* GIVEN EXERCISE 1
In the global warming column, how many co-authors published the study with James Hansen?
* GIVEN EXERCISE 2
Rewrite the entries from the start through the line that contains "[725,520,791,533]", switching "Spot" to "Locate" and leaving everything else unchanged. Give only that stretch, without the pictures.

* QUOTED TEXT
+ + +

Nebraskans for Peace regular columnist, Dr. Bruce Johansen, has written his regular What's HOT in Global Warming? article about the most recent study done by climate scientist Dr. James Hansen and his colleagues.
This article was first published in Nebraskans for Peace March/ April newsletter, and is reprinted with permission.
By Bruce E. Johansen
As our presidential campaign drowns in insults and trivia,
here’s the real news: the world’s coastal cities are on a carbon-dioxide clock.
As the Earth has experienced its warmest winter and early spring in recorded
history, exceeding records in the 121-year instrumental record by an astounding
margin, the scientific debate no longer dwells on whether present levels of
greenhouse-gas emissions in the atmosphere will drown the coasts. The question
is when, and by how much.
During the last few months, an intense El Nino and rising
greenhouse-gas levels have launched temperatures to nearly 5 degrees F. above
20th-century averages. In December, 2015; January, 2016; and February 2016 (the
meteorological winter season), temperatures not only set world records, but did
so by the largest margins (anomalies) since record-keeping began about 1880.
February's global temperature was 1.35 degrees C. above the 1951-1980
average—exceeding the previous record anomaly set in January of 1.13 degrees
C., according to NASA's Goddard Institute for Space Studies. December, 2015 was
1.11 degrees C. above the same set of averages.
"The departures are what we would consider
astronomical," said NOAA climate scientist Jessica Blunden. "It's on land.
It's in the oceans. It's in the upper atmosphere. It's in the lower atmosphere.
The Arctic had record low sea ice. Everything everywhere is a record this
month, except Antarctica," Blunden said. "It's insane." Georgia
Tech climate scientist Kim Cobb added: “When I look at the new February 2016
temperatures, I feel like I'm looking at something out of a sci-fi movie. In a
way we are: it's like someone plucked a value off a graph from 2030 and stuck
it on a graph of present temperatures. It is a portent of things to come, and
it is sobering that such temperature extremes are already on our doorstep.”
Advancing the
Timetable for Sea-level Rise
As radical rises in worldwide temperatures startled
scientists early in 2016, James Hansen and 18 co-authors published a study in
the open-access journal Atmospheric Chemistry and Physics (from the European
Geophysical Union), making a case that several meters in sea-level rise could
take place within a century—not the several hundred years projected by many
scientists. This conclusion is based on a study of paleoclimate during the
Eemian period 120,000 years ago, a situation analogous to today (except that
temperature increases occurred less rapidly then than now).

+ + +

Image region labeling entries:
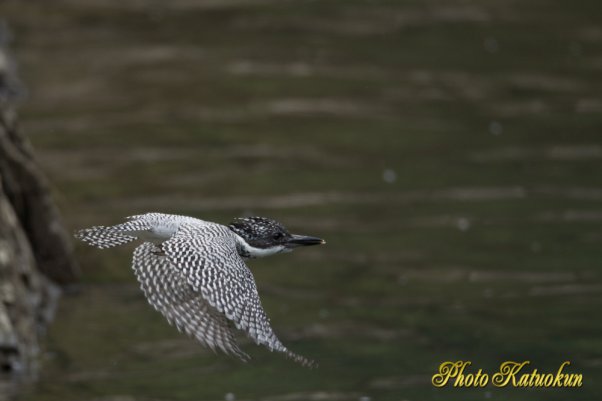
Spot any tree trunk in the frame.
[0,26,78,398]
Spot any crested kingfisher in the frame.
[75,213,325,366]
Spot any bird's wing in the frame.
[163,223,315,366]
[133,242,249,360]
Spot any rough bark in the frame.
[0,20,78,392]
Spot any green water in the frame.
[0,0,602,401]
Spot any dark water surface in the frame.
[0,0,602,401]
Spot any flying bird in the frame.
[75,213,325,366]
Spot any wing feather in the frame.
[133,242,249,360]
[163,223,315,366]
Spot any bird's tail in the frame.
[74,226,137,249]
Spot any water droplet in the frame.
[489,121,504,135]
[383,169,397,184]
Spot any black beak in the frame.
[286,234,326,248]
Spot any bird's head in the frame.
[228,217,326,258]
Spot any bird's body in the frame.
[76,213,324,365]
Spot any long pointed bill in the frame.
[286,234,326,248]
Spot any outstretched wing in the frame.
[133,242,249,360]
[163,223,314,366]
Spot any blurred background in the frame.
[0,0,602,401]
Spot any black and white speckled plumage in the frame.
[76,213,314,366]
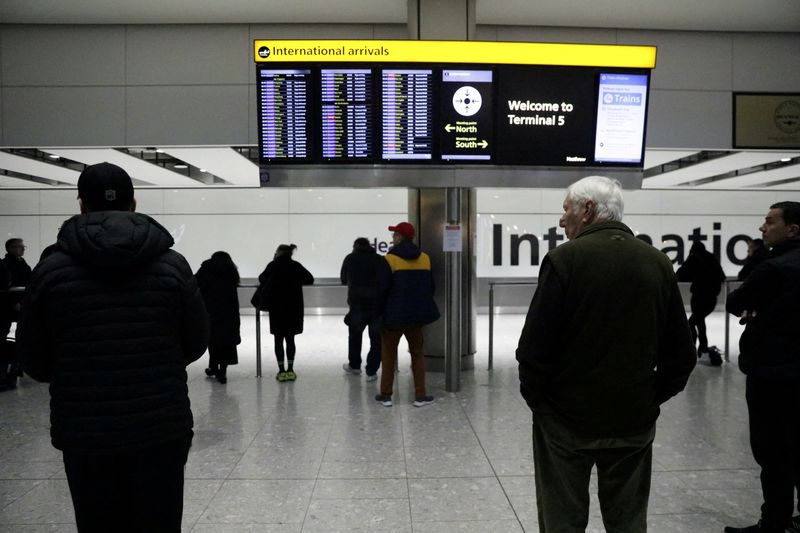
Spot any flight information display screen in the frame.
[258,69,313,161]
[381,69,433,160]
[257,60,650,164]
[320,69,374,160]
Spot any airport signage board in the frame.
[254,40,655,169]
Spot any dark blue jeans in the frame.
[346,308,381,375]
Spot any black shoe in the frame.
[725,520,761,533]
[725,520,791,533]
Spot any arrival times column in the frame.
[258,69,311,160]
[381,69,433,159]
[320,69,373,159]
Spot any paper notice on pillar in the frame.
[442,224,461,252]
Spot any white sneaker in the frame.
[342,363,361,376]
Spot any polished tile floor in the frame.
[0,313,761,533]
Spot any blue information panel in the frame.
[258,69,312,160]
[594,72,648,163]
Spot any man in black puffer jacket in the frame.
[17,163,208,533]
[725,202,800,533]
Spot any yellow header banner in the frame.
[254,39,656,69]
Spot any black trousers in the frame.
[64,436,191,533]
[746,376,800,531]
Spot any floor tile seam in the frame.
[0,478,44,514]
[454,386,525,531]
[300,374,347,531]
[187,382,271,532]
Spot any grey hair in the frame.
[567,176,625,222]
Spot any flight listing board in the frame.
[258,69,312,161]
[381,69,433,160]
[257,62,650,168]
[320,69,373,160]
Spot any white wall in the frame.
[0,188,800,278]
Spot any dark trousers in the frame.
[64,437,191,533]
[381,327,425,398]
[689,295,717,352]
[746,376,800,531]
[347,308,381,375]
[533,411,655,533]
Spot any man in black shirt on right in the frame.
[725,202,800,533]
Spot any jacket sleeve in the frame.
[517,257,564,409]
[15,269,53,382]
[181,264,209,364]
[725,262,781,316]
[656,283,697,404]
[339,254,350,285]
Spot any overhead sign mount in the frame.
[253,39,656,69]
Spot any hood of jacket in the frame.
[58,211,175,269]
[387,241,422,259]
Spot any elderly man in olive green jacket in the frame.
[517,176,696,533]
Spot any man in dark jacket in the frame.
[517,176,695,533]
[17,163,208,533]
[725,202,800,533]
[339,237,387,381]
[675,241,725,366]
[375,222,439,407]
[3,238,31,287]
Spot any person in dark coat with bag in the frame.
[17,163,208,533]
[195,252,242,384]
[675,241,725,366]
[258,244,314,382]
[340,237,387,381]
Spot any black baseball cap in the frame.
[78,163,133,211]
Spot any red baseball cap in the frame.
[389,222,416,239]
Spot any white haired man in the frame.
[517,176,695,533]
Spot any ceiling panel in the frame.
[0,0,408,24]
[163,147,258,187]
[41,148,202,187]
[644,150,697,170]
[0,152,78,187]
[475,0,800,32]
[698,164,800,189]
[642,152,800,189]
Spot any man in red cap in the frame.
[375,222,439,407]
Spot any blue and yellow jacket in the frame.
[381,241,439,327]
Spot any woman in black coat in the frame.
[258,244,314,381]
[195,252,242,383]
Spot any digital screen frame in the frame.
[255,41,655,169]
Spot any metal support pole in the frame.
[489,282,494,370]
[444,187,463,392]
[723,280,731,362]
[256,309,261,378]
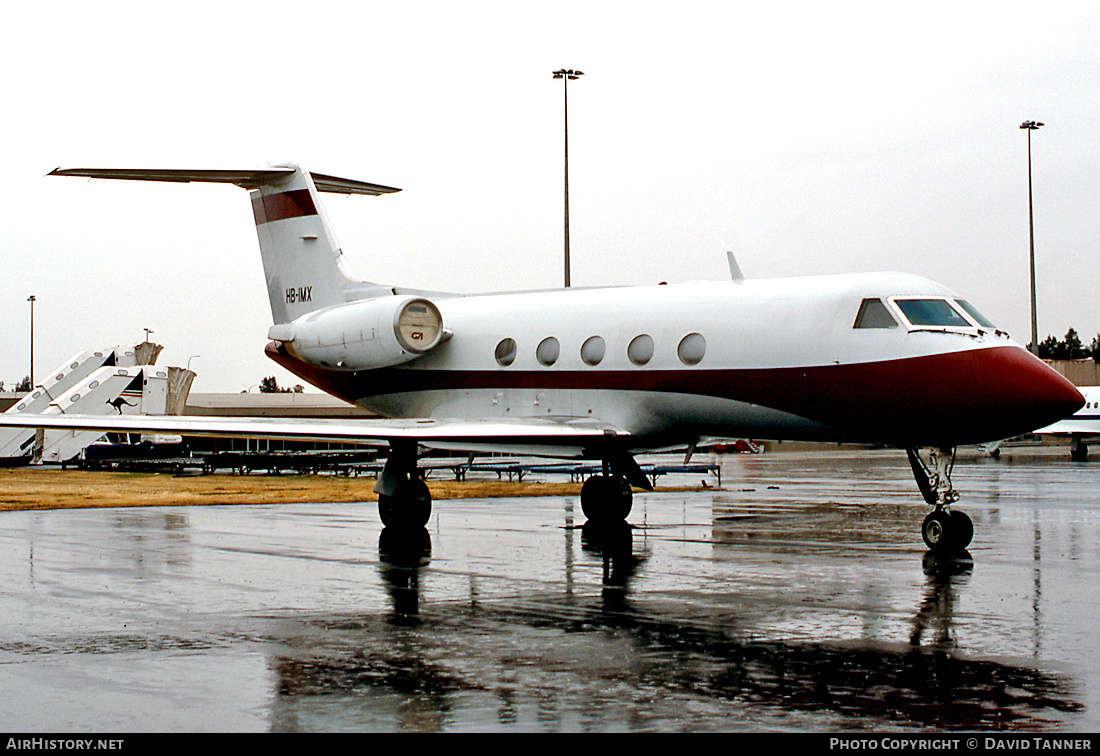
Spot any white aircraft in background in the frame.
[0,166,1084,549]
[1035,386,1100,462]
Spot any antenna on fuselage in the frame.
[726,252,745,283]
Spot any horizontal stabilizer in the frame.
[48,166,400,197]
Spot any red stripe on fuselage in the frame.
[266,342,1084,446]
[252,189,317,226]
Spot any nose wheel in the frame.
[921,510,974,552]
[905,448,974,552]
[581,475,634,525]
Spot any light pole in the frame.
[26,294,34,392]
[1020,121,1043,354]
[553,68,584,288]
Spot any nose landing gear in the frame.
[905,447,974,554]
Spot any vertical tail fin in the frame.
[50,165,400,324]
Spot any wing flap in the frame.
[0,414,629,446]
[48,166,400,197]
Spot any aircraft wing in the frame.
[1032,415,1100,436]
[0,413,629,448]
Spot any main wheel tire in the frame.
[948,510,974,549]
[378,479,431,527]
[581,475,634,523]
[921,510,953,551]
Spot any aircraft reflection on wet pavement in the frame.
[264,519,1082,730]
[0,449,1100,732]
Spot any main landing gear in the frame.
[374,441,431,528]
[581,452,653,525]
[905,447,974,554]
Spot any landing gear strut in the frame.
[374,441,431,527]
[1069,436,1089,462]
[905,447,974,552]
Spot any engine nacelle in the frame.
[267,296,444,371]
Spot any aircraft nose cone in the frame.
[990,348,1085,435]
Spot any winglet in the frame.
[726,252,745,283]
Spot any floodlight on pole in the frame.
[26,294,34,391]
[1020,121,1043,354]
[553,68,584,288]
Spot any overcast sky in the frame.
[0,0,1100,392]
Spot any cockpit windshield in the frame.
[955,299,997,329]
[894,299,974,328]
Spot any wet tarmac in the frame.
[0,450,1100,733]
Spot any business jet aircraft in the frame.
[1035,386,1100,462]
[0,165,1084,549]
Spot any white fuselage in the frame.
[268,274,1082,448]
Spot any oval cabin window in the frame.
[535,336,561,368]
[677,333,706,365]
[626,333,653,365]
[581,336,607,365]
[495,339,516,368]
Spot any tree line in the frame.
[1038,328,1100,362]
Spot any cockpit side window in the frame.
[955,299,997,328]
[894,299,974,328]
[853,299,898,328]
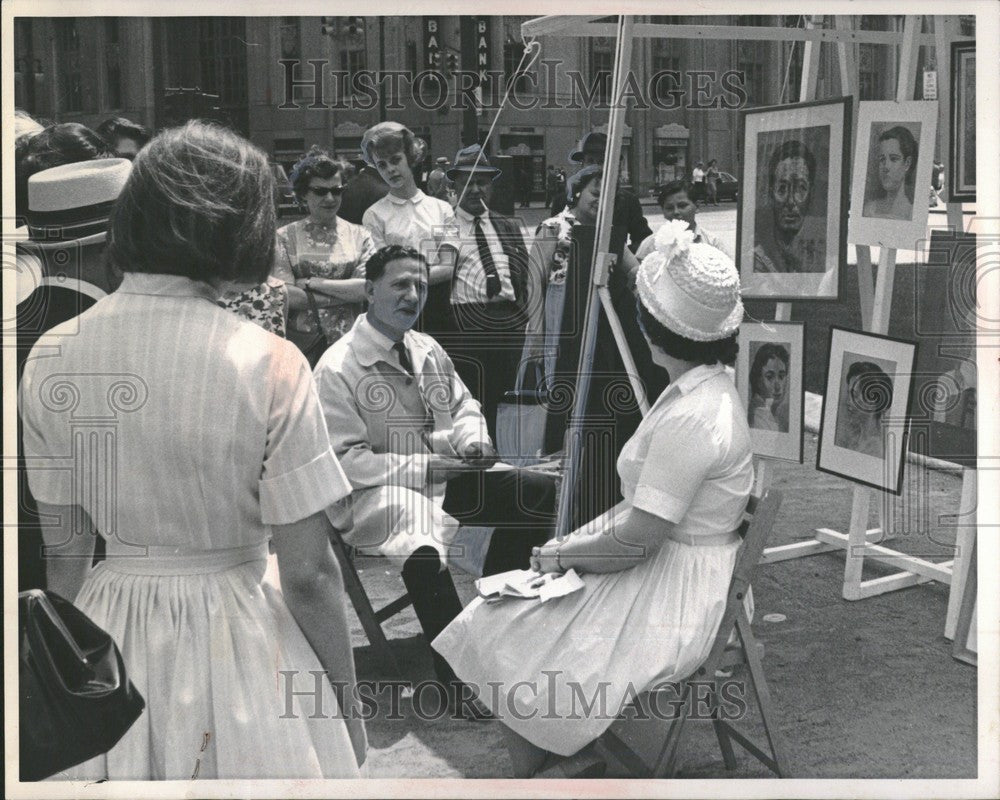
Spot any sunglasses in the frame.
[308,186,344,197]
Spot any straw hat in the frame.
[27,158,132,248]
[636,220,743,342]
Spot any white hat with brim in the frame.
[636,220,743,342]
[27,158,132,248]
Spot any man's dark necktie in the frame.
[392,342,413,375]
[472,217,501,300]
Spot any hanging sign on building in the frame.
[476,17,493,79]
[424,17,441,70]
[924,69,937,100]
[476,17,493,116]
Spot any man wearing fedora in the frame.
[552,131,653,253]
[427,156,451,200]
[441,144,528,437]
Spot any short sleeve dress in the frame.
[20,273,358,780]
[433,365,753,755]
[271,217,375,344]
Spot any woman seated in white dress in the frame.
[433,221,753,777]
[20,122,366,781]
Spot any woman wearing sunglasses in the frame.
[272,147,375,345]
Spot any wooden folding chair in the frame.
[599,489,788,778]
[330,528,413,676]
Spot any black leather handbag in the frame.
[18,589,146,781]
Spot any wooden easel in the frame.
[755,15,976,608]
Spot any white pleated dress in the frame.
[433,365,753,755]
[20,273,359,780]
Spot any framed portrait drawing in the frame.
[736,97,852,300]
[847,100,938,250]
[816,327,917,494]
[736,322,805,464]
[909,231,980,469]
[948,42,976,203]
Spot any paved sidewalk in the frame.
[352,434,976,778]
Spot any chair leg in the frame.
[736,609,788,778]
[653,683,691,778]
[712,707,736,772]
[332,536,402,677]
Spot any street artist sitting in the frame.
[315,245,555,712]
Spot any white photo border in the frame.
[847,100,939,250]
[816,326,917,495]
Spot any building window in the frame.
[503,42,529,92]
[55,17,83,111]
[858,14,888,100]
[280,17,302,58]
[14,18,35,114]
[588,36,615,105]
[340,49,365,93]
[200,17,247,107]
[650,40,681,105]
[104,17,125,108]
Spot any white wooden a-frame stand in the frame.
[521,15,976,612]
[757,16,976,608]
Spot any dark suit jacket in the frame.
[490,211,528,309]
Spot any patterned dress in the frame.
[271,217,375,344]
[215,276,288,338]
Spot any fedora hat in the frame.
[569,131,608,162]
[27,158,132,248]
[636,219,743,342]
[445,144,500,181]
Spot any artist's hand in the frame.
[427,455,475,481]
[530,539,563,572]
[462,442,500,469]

+ + +

* PROBLEM SOLUTION 1
18 co-authors.

* PROBLEM SOLUTION 2
Locate any tree trunk in the frame.
[0,26,78,398]
Locate any crested kingfisher in the frame.
[75,213,325,366]
Locate any bird's wing in the frame.
[163,223,315,366]
[133,242,249,360]
Locate any rough bark in the frame.
[0,20,78,392]
Locate any green water in the frame.
[0,0,602,401]
Locate any dark water surface in the frame.
[0,0,602,401]
Locate any flying bird in the frame.
[75,213,325,366]
Locate any wing feather in the frame.
[133,242,249,360]
[163,223,315,366]
Locate any bird's tail in the frame.
[74,226,137,249]
Locate any water droplet in the frame.
[489,121,504,135]
[383,169,397,184]
Locate any black beak in the frame.
[286,234,326,248]
Locate any bird's head in the frame.
[228,217,326,258]
Locate any bird's body in the frame.
[76,213,324,365]
Locate any long pointed bill in the frame.
[286,234,326,248]
Locate any outstretched wing in the frame.
[133,242,249,360]
[163,223,314,366]
Locate any blurred background in the frame.
[0,0,602,401]
Locate any black and white speckled plumage in the frame.
[76,213,314,366]
Locate any flight information display screen in the frame.
[258,69,313,161]
[381,69,433,160]
[257,60,650,164]
[320,69,374,160]
Locate any airport signage board in the frame.
[254,40,655,169]
Locate any dark blue jeans in the frame.
[346,308,381,375]
Locate any black shoe in the frame.
[725,520,761,533]
[725,520,791,533]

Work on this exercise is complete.